Problem statement:
All of the data should be restated word for word.

Natural-language object grounding data
════════════════════

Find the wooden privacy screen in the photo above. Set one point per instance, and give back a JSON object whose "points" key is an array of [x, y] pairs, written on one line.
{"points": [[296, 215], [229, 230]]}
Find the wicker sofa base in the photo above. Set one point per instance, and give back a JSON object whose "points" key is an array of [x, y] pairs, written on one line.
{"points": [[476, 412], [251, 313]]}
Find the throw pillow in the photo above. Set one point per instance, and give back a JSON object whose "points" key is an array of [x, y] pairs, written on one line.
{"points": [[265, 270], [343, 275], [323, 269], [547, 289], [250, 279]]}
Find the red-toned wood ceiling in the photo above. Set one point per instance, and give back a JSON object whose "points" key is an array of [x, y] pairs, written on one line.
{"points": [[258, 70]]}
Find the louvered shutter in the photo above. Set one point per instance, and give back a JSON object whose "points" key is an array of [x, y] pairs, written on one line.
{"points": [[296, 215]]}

════════════════════

Your solution:
Find the wooden privacy screen in the photo above. Set one point per instance, and give back a JSON object whose "points" key is an array of [x, y] pairs, written on one line.
{"points": [[296, 215], [229, 230]]}
Find the wicker sofa base in the photo above. Set one point per instance, and give back a JSON object whose "points" key is an array of [x, y] pairs, written on one line.
{"points": [[476, 412], [251, 313]]}
Find the throw pillow in the photo above. Set one point per instance, and give back a JSON object whose "points" key is an array of [x, y] pairs, written on one line.
{"points": [[265, 270], [343, 275], [323, 269], [547, 289], [250, 279]]}
Find the red-toned wood ceiling in the photo above. Set one point per instance, and give back a JSON object whose "points" key is an array of [x, y] pairs, written on one line.
{"points": [[258, 70]]}
Find the louvered shutter in the photo above. Set one point per instance, and give back a JSON object whose "points" key is an array of [x, y] pairs, written on one line.
{"points": [[296, 215]]}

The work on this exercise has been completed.